__Selected extract__
-- Opening Marker --

Remaining Korean Hostages Alive as Deadline Passes

The remaining 21 South Korean hostages were alive on Wednesday after another Taliban deadline expired, an Afghan official said, adding the army had dropped leaflets warning of an assault to rescue them.

|PIC1|"The hostages are alive," said Khowja Seddiqi, district chief of Qarabagh, in Ghazni province, where the 23 Christian volunteers were abducted nearly two weeks ago by the Taliban.

"The national army has dropped leaflets through helicopters telling people in several districts to evacuate their houses because it wants to launch an operation," he told Reuters.

The defence ministry could not be reached immediately for comment.

Earlier the ministry said the Afghan National Army had launched an operation in Ghazni, but insisted it was "routine" and was not linked with the kidnapping.

The head of the Afghan government team tasked with trying secure the release of the hostages has not ruled out use of force to end their ordeal.

The Taliban could not be immediately be contacted. The movement has repeatedly said that any use of force would jeopardise the lives of the remaining hostages.

Earlier in the day, a Taliban spokesman said the group was expecting to hear from Afghan mediators over its demand for the government to release rebel prisoners, but insisted some of the hostages would be killed if that demand was not met by 0730 GMT.

The Afghan government has said that giving in to rebel demands would only encourage more kidnapping.

The hostages' desperate relatives, keeping an agonising vigil in Seoul, appealed to the U.S. government to intervene. South Korean lawmakers also made a joint appeal to Washington to act.

The Taliban spokesman said two women among the 21 Koreans were now seriously ill.

"The majority of the hostages are ill, but two females are seriously ill and there is this possibility that they may die," Qari Mohammad Yousuf told Reuters by telephone from an undisclosed location.

He said the pair suffered from an unknown illness and the Taliban did not have the right medicines to treat them.

NO DEAL

The Islamic movement killed two male hostages after previous deadlines expired.

Afghan officials have said no deal would be struck with the Taliban and demanded the unconditional release of the remaining captives, 18 of them women. The group of 23 had been sent by a Christian church in Seoul to do relief work in Afghanistan.

President Hamid Karzai came under sharp criticism after releasing a group of Taliban prisoners in March in return for the freedom of an Italian journalist.

South Korea is under intense pressure to bring the hostages home but concedes it has few cards to play. Seoul has called for "flexibility", a comment analysts say is directed at the United States to pressure Kabul to strike a deal with the kidnappers.

A U.S. State Department spokesman has said Washington "does not make concessions to terrorists".

The abduction of the Koreans comes after 18 months of rising violence in Afghanistan, the bloodiest period since the Taliban were ousted from power by U.S.-led and Afghan forces in 2001.

A day before seizing the Koreans, the Taliban abducted two German aid workers and five Afghan colleagues in Wardak province, which, like Ghazni, lies to the southwest of Kabul.

One German was found shot dead and one of the Afghans managed to escape. The other German and four Afghans were still being held.

The Taliban have demanded Germany pulls its 3,000 troops out of Afghanistan as the main condition for freeing the other German.

Al Jazeera aired silent footage of a man against a rocky backdrop, guarded by a militant with a rocket-propelled grenade.

"The German hostage Rudolf B. ... urged Germany and the United States to pull out their forces from Afghanistan and urged his country to help save his life and secure his return to his homeland and family," the station presenter said.

German Chancellor Angela Merkel has said Berlin would not give in to the kidnappers' demands.

Separately, the Taliban have killed four Afghan judges they kidnapped in Ghazni two weeks ago, a provincial official said on Wednesday. The bodies of the four, killed on Tuesday night, were found to the south of the town of Ghazni on Wednesday, he added.

-- Closing Marker --

__The data__
-- Opening Marker --

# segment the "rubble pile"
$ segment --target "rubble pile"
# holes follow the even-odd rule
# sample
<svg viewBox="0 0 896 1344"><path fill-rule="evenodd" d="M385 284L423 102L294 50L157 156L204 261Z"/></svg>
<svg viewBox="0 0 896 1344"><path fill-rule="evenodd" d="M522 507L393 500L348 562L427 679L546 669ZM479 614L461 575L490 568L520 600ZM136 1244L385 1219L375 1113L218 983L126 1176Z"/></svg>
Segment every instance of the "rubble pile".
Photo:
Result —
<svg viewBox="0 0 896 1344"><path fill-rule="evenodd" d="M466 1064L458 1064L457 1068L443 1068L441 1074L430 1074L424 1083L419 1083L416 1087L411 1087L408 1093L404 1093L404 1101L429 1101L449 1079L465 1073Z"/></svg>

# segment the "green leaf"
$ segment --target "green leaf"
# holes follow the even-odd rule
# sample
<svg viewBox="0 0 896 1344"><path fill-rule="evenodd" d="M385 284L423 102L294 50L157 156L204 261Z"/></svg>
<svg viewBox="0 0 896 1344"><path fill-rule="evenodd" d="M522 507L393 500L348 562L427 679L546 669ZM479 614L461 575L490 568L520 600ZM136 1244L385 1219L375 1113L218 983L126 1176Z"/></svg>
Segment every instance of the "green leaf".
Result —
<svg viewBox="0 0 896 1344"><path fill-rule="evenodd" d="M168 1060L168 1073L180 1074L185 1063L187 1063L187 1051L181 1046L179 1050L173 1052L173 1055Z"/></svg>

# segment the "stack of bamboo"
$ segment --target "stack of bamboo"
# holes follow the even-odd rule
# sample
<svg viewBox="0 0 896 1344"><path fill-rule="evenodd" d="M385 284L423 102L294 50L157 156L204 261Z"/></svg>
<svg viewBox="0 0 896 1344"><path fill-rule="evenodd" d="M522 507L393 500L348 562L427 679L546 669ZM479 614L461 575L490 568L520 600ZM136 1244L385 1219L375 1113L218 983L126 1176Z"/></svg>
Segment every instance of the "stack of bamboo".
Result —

-- Closing Marker --

__Work to be completed__
Answer from the news report on the Korean hostages:
(a) Who is the district chief of Qarabagh?
(b) How many of the remaining captives are women?
(c) How many troops does the Taliban demand that Germany pull out of Afghanistan?
None of the rows is needed for the work that follows.

__Response to this task__
(a) Khowja Seddiqi
(b) 18
(c) 3,000